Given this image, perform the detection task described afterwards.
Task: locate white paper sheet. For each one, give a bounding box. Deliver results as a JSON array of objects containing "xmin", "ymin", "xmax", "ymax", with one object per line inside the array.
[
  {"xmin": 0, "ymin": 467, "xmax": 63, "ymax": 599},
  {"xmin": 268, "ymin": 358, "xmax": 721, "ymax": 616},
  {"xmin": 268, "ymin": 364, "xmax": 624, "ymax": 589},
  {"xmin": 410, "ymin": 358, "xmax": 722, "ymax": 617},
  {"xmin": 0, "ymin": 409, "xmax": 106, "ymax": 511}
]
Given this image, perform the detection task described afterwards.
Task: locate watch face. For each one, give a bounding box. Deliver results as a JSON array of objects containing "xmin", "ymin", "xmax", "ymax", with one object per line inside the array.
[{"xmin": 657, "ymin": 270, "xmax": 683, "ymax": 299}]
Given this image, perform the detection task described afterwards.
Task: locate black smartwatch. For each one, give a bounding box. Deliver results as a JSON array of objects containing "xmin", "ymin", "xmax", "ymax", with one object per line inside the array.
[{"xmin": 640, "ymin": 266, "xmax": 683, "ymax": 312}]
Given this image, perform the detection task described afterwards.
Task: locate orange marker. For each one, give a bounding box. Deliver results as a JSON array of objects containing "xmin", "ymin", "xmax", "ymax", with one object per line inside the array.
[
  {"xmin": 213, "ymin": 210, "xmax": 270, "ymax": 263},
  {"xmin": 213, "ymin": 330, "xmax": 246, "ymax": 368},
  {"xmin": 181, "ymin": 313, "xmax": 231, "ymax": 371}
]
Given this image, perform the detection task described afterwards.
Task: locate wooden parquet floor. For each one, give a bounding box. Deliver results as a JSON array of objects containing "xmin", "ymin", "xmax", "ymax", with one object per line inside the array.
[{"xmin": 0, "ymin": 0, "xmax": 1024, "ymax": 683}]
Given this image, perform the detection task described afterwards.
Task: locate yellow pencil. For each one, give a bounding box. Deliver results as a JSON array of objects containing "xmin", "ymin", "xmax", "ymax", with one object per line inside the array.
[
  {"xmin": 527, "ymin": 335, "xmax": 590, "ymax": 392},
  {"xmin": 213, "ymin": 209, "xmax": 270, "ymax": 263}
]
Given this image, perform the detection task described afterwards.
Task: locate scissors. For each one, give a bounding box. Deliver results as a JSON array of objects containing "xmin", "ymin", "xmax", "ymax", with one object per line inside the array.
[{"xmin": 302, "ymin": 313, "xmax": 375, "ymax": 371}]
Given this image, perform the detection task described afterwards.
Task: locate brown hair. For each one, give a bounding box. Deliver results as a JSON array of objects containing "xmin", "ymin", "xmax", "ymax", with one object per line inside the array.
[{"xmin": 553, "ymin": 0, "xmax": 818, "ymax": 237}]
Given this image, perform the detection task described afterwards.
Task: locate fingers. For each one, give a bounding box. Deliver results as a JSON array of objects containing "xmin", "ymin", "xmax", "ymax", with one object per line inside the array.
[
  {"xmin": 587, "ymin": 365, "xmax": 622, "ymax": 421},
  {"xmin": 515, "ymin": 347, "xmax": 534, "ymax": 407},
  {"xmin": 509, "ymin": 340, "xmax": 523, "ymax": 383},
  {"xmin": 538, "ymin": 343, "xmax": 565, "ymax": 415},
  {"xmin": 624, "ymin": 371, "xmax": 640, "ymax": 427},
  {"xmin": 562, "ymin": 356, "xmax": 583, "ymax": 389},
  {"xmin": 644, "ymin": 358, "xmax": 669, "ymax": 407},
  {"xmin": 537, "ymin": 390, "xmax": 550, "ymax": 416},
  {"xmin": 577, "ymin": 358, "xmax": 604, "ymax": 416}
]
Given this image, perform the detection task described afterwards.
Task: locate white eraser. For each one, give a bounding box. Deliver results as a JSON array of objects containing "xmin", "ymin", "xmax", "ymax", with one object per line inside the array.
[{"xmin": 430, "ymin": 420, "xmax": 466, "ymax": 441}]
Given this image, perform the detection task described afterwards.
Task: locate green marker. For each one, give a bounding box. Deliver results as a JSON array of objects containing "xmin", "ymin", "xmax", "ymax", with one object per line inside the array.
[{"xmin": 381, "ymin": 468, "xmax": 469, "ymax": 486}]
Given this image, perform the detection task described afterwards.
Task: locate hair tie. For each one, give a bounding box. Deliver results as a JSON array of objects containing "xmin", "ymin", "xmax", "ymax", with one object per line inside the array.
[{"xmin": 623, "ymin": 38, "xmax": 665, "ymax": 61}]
§
#### GIVEN PROBLEM:
Please extract every line in the listing above that contains the word "white".

#### REPLY TO THE EXERCISE:
Task: locate white paper sheet. For each one, give a bounding box. Deliver results as a JSON array of objects containing "xmin", "ymin", "xmax", "ymax", with one object per line inside the array.
Task: locate white eraser. For each one, give a bounding box. Deliver results as a JSON array of objects containing "xmin", "ymin", "xmax", "ymax", with one object per line inside the array.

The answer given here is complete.